§ **Stated problem**:
Reproduce every one of the following rows verbatim, with no changes of any kind.

§ **Listed entries**:
------------------------------------------------------------

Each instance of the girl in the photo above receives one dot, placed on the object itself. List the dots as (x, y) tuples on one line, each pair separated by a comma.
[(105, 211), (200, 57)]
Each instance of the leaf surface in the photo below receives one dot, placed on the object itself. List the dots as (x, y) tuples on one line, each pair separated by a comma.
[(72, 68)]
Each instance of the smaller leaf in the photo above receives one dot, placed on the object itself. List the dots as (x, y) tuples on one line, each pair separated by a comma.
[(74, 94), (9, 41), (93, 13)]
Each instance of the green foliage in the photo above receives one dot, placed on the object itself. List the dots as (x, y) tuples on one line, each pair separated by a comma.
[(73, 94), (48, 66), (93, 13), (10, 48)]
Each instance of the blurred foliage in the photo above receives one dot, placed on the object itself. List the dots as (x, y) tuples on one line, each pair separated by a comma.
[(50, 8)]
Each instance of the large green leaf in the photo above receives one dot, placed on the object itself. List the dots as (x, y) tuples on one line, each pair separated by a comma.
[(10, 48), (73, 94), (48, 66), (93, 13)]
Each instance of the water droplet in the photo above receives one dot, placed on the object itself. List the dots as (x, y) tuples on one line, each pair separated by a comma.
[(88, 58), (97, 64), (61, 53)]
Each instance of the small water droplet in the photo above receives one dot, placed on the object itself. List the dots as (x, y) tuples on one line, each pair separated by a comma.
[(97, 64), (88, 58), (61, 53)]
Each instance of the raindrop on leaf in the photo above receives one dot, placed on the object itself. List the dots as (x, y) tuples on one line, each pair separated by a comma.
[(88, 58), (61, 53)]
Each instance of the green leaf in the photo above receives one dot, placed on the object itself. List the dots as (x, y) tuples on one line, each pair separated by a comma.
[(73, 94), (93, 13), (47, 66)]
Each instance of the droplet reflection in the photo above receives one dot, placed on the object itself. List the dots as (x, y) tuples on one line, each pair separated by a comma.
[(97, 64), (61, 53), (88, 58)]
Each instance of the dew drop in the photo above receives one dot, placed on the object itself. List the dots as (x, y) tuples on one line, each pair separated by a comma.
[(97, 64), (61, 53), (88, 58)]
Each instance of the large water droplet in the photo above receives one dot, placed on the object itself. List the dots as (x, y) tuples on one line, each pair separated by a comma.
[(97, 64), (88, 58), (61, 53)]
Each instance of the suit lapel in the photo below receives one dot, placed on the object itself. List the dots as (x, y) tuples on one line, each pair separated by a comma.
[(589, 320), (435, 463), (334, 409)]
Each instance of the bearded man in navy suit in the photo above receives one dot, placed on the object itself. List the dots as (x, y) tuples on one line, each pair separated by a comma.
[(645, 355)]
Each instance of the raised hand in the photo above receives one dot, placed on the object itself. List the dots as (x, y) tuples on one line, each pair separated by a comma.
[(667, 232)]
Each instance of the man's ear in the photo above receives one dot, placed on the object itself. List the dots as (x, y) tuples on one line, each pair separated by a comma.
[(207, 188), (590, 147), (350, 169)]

------------------------------------------------------------

§ **Completed task**:
Each instance of the girl in the photo above receives one dot, placed on the object itself. List the dots as (x, y) tuples on one line, each pair separated by a comma.
[(105, 211), (200, 57)]
Each instance of the leaf surface in the photo below receives one dot, placed on the object itself. List the dots as (x, y) tuples on one line, each pair separated by a comma.
[(72, 68)]
Each instance of the smaller leaf in the photo above receives one dot, placed on the object itself. List the dots as (x, y) tuples on one line, each pair separated by a comma.
[(74, 94), (9, 41), (93, 13)]
Each instance of the green foliage in the photo above receives one dot, placed on the object itself. List the dots as (x, y) tuples on one line, each pair separated by a comma.
[(73, 94), (48, 66), (93, 13), (10, 48)]
Each instance of the blurred foliage in the photo above receives one dot, placed on the object itself. List the dots as (x, y) tuples on one line, each pair separated by a comma.
[(50, 8)]
Each instance of the large green leaf in the photo above receives one dot, placed on the object itself. List the dots as (x, y) tuples on one line, each pair separated by a comma.
[(10, 48), (73, 94), (48, 66), (93, 13)]
Each instance of the water droplet in the photo above receives one dot, placed on the object itself. List the dots as (x, y) tuples on one line, each pair separated by a comma.
[(88, 58), (97, 64), (61, 53)]
Each instance of the small water droplet in the photo above receives one dot, placed on the object itself. List the dots as (x, y) tuples on one line, each pair separated by a comma.
[(97, 64), (88, 58), (61, 53)]
Each instance of the raindrop on leaf in the photo above receives one dot, placed on the object itself. List the dots as (x, y) tuples on one line, each pair separated by a comma.
[(88, 58), (61, 53)]
Each instance of the green leaf in the photo above receives one dot, placed on the object itself. List the dots as (x, y) tuples on one line, each pair separated by a comma.
[(73, 94), (93, 13), (47, 66)]
Each instance of the droplet reflection in the photo above receives one dot, placed on the object itself. List the dots as (x, y) tuples on one line, each pair separated by a comma.
[(97, 64), (61, 53), (88, 58)]
Each instance of the dew drop in the photo above receives one dot, placed on the object itself. List the dots as (x, y) tuples on one line, each pair separated by a comma.
[(97, 64), (61, 53), (88, 58)]
Each instance of the large water droplet in the photo above receives one dot, placed on the object itself. List the dots as (x, y) tuples on one line, each pair separated by a comma.
[(97, 64), (88, 58), (61, 53)]
Each instance of the suit lapel in the photo below receives one dot, placed on the object itself. List the dots as (x, y) tuples on one line, each pair separated by a comma.
[(589, 320), (435, 463), (334, 409)]
Each instance of the bearded man in navy suit in the photo above receives one dot, placed on the object itself. List the dots as (x, y) tuples on one line, each pair separated by a comma.
[(645, 355)]
Each instance of the raised hand in the photo above receives one dot, placed on the object itself. List the dots as (x, y) tuples on one line, each pair separated by a comma.
[(667, 232)]
Each instance of the man's ear in the photo above receives one dot, placed on the object itself. List the dots as (x, y) tuples on one line, each pair separated by a comma.
[(207, 188), (590, 147), (350, 169)]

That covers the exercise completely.